- _Your task_
Only the last stretch of the records is wanted: restate word for word the line with "Exercise. Spot the plaid" and every line after it.

═════ Data excerpts ═════

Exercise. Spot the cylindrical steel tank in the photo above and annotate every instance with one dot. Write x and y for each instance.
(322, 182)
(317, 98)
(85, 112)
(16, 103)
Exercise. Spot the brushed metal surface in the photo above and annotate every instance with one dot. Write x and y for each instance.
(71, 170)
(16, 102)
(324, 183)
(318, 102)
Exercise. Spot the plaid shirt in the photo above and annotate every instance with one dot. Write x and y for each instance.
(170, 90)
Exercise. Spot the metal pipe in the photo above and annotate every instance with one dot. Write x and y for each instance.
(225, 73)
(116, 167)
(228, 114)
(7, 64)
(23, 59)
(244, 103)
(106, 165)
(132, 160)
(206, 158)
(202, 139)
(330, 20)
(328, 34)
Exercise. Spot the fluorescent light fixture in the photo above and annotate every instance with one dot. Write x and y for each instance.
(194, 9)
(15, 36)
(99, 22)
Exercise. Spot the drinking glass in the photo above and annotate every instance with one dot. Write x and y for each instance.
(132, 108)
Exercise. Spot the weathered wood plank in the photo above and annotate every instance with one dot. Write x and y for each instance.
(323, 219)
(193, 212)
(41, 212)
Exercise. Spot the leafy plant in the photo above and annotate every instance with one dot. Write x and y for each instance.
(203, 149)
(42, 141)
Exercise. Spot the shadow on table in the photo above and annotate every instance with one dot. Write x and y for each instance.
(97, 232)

═════

- _Your solution_
Exercise. Spot the plaid shirt in the photo above and annotate every instance with one dot. Write x and y for each instance.
(170, 90)
Exercise. Spot the metal pipe in the photo above and annotate every instance with one dot. Write x and y for each instance.
(225, 73)
(116, 167)
(228, 114)
(7, 64)
(23, 59)
(244, 103)
(106, 165)
(132, 160)
(206, 158)
(202, 139)
(330, 20)
(328, 34)
Exercise. Spot the fluorescent light fixture in the photo above and annotate every instance with one dot. Write x and y for each instance.
(194, 9)
(15, 36)
(99, 22)
Exercise. Spot the drinking glass in the photo above and annotate every instance with one dot. Write x and y for each instance.
(132, 108)
Exercise. Spot the weathered wood plank in the photo above and annotate every instance with one dot. Write x and y for each instance.
(323, 219)
(193, 212)
(41, 212)
Exercise. Spot the leafy plant in the photo above and annotate every instance with one dot. Write x and y for each instance.
(203, 149)
(42, 141)
Exercise. Spot the shadow on table in the photo above and annotate every instance with one dot. Write x and y for each instance.
(97, 232)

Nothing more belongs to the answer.